What you will do: Reproduce each of the records below word for word, leaving out the pictures.

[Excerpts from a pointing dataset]

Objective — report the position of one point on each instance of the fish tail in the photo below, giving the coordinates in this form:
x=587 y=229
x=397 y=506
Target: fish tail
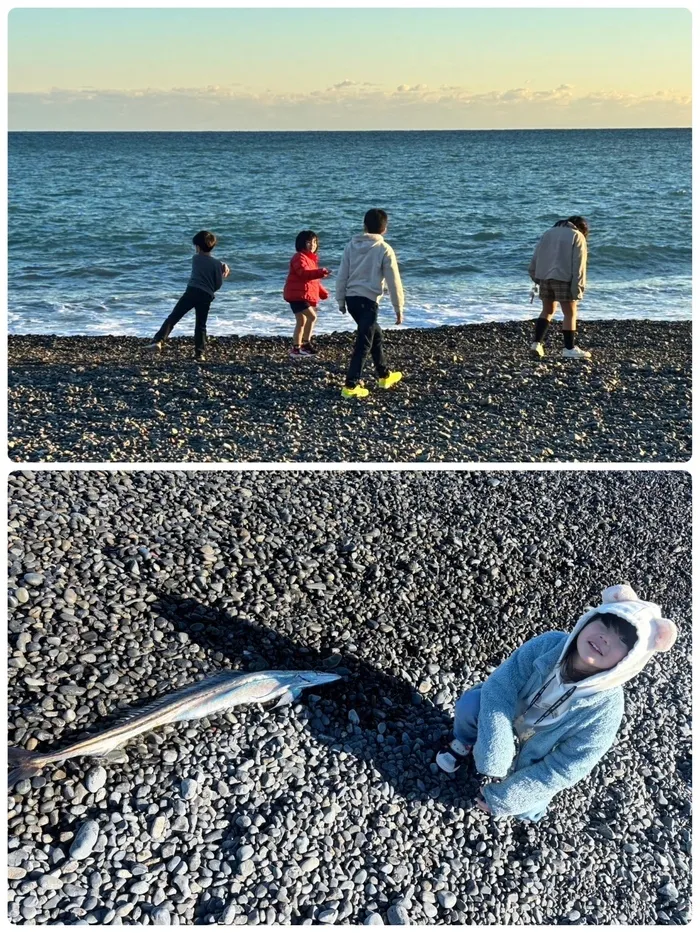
x=23 y=765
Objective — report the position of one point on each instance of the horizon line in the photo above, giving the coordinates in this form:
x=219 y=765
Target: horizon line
x=500 y=129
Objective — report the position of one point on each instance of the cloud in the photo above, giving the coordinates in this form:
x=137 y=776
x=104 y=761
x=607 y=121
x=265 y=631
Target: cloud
x=345 y=104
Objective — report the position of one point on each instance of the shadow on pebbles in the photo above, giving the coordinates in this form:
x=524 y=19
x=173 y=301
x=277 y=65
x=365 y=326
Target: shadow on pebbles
x=413 y=587
x=470 y=393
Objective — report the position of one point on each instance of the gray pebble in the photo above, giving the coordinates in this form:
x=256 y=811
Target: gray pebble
x=85 y=840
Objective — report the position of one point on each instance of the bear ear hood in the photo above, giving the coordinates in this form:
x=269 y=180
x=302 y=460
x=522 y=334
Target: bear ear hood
x=654 y=633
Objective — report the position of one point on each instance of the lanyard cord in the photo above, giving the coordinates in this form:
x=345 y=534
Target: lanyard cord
x=554 y=706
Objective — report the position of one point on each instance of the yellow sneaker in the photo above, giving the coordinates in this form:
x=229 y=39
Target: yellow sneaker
x=390 y=380
x=357 y=392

Problem solution:
Objective — report the position of one point on each instance of the fish tail in the photo below, giving the coordinates in this form:
x=587 y=229
x=397 y=506
Target: fish tail
x=23 y=765
Objective — report the position of one point on each instance of the horizon line in the photo above, giving the coordinates in this form:
x=219 y=765
Target: horizon line
x=500 y=129
Objective — report the position of one point on each instance of the cloud in the photo above, giving the coordinates in this form:
x=137 y=776
x=104 y=761
x=607 y=121
x=265 y=631
Target: cloud
x=345 y=104
Objective — report the position of one point on each instance of the shadow on pebbles in the photo above, giving the coordinates in this form:
x=524 y=19
x=173 y=301
x=277 y=65
x=365 y=326
Target: shadow on pebbles
x=413 y=587
x=470 y=393
Objective — report the position of one point on each instance of the gray pebble in the photo above, giving the coordinates in this form:
x=256 y=811
Target: gray pebble
x=85 y=840
Objective — report the position of one point on each instance of the bear ear hood in the photo above, giving the coordinates in this form:
x=269 y=180
x=302 y=460
x=522 y=334
Target: bear ear hood
x=654 y=633
Objective — report the position of one point on each instance of the lanyard cord in the photo above, giving the coordinates in this form:
x=345 y=534
Target: lanyard cord
x=554 y=706
Objective — report the position of one point on each instance of the yellow sneaker in the photo above, giving the coordinates in this form:
x=229 y=39
Target: yellow sneaker
x=390 y=380
x=357 y=392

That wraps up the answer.